:: To be done ::
Extract from the records every line that contains the string "white", treating uppercase and lowercase letters as different.

________________

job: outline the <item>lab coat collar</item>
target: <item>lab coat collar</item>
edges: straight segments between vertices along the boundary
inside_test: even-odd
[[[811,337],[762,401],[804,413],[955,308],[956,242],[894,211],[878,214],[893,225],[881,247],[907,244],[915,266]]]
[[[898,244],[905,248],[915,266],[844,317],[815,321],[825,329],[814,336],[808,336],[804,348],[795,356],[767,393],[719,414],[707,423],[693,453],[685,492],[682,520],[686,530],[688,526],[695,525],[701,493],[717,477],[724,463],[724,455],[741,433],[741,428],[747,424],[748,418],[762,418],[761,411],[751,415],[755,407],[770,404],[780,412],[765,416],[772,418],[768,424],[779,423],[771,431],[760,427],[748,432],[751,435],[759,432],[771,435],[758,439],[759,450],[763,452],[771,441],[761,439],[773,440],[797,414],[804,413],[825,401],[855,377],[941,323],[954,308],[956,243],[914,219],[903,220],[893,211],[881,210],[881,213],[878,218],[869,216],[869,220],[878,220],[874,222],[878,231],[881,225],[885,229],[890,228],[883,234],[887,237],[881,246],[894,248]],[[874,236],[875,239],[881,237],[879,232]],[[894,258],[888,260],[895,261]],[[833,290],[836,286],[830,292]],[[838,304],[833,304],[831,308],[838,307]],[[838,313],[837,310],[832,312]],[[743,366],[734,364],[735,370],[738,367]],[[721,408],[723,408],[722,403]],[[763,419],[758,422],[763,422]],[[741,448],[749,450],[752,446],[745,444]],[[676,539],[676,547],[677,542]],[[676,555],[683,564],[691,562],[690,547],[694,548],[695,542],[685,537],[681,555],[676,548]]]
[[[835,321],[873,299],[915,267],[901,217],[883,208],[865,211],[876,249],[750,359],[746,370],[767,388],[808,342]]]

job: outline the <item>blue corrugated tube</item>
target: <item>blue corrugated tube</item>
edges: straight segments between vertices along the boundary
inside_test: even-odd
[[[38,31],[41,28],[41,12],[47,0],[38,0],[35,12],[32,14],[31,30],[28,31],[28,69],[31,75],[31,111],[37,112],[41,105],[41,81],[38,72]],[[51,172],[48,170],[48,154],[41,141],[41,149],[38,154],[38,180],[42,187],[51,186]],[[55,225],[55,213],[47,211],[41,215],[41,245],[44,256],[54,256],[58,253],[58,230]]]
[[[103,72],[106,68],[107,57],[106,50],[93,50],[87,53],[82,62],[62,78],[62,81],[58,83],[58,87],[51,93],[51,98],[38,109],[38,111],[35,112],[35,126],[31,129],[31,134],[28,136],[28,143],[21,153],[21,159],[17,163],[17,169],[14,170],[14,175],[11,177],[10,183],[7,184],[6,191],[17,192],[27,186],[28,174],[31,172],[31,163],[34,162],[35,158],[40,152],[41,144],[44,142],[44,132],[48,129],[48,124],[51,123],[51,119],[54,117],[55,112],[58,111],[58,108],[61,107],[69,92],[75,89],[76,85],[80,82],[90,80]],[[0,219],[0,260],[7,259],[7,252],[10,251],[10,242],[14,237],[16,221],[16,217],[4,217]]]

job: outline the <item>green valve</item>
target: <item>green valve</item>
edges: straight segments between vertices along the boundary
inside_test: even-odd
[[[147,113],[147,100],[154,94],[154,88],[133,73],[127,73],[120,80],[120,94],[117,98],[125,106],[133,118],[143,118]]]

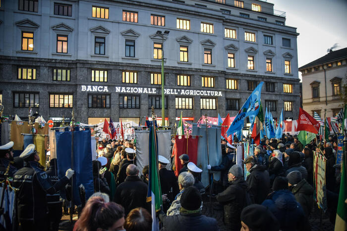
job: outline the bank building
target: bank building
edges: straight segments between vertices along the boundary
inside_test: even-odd
[[[144,124],[234,116],[260,82],[275,118],[300,106],[296,38],[266,1],[0,1],[0,100],[4,115]]]

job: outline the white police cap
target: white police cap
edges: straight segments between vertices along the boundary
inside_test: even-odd
[[[195,164],[193,162],[189,162],[188,165],[187,165],[188,169],[194,173],[201,173],[202,172],[202,170],[198,168]]]
[[[161,156],[160,155],[159,155],[158,156],[158,160],[159,161],[160,163],[163,164],[169,164],[170,162],[168,160],[167,158],[164,157],[163,156]]]
[[[19,157],[25,159],[28,157],[35,151],[35,144],[30,143],[25,148],[23,152],[20,154]]]

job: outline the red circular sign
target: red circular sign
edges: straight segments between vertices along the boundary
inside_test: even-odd
[[[52,120],[49,120],[47,123],[48,124],[48,127],[50,128],[53,127],[53,121]]]

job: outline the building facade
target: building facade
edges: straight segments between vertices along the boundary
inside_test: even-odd
[[[302,107],[321,118],[335,116],[343,107],[343,85],[347,84],[347,48],[326,55],[299,68],[302,75]],[[346,100],[346,99],[345,99]]]
[[[254,0],[16,0],[0,7],[4,114],[143,124],[161,108],[235,115],[261,81],[264,108],[297,118],[296,28],[273,4]],[[166,33],[165,33],[166,32]],[[58,120],[58,119],[56,119]]]

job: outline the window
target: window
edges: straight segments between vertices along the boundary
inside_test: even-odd
[[[135,57],[134,40],[125,40],[125,57]]]
[[[261,11],[261,6],[258,4],[252,3],[252,10],[254,11]]]
[[[266,83],[266,91],[268,92],[275,92],[275,83]]]
[[[285,60],[285,73],[287,74],[290,73],[290,61]]]
[[[177,76],[177,86],[190,86],[190,76],[178,75]]]
[[[19,0],[18,9],[25,11],[38,12],[39,0]]]
[[[188,46],[179,46],[179,61],[188,62]]]
[[[264,35],[264,43],[265,44],[272,45],[272,36],[270,36],[270,35]]]
[[[22,32],[22,50],[34,50],[34,33]]]
[[[35,68],[19,68],[18,69],[18,79],[36,80],[36,69]]]
[[[123,11],[123,21],[137,22],[137,12]]]
[[[92,70],[92,82],[107,82],[107,71]]]
[[[290,84],[283,84],[283,92],[284,93],[292,93],[293,85]]]
[[[15,107],[28,107],[39,106],[39,93],[13,93],[13,106]]]
[[[153,106],[155,109],[162,108],[162,96],[148,96],[148,108],[151,108]],[[164,108],[168,108],[168,98],[164,98]]]
[[[289,39],[285,39],[282,38],[282,46],[286,47],[290,47],[290,40]]]
[[[249,56],[247,68],[249,70],[254,70],[254,57]]]
[[[243,8],[243,1],[234,0],[234,5],[237,7]]]
[[[151,84],[161,85],[162,84],[161,73],[151,73]],[[164,75],[164,84],[165,84],[165,76]]]
[[[165,16],[151,15],[151,25],[165,26]]]
[[[140,108],[140,96],[119,95],[119,108]]]
[[[248,80],[247,81],[247,85],[248,86],[247,90],[248,91],[253,91],[257,87],[257,81]]]
[[[53,81],[69,81],[70,70],[61,69],[53,69]]]
[[[255,43],[255,34],[251,32],[244,33],[244,40]]]
[[[95,54],[105,54],[105,38],[95,37]]]
[[[213,24],[202,22],[201,31],[201,32],[213,34]]]
[[[216,109],[216,99],[209,98],[200,98],[200,109],[208,110]]]
[[[92,17],[108,19],[109,18],[109,8],[93,6],[92,8]]]
[[[176,21],[177,29],[183,30],[190,30],[190,20],[177,18]]]
[[[224,36],[226,38],[236,39],[236,30],[225,28],[224,30]]]
[[[109,94],[88,94],[88,107],[109,108],[110,98]]]
[[[204,63],[212,64],[212,50],[211,49],[205,49],[204,50]]]
[[[237,80],[227,79],[227,89],[237,90]]]
[[[285,111],[291,111],[292,109],[293,102],[291,101],[285,101]]]
[[[201,77],[201,87],[205,88],[215,87],[215,78],[203,76]]]
[[[265,100],[265,105],[270,111],[276,111],[276,103],[275,100]]]
[[[154,44],[153,45],[153,58],[155,59],[162,59],[163,45],[162,44]]]
[[[266,71],[272,71],[272,59],[266,59]]]
[[[234,54],[232,53],[228,53],[228,67],[235,67],[235,59],[234,59]]]
[[[239,99],[238,98],[227,98],[226,110],[231,110],[233,111],[238,111],[240,110]]]
[[[73,95],[50,94],[50,107],[72,107]]]
[[[59,3],[55,3],[54,14],[71,16],[72,15],[72,6]]]
[[[176,97],[175,108],[176,109],[193,109],[193,98]]]
[[[123,71],[122,72],[122,83],[127,84],[137,83],[137,72],[133,71]]]
[[[67,36],[57,36],[57,52],[67,53]]]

________________

:: Complete answer ::
job: outline the white police cap
target: white police cap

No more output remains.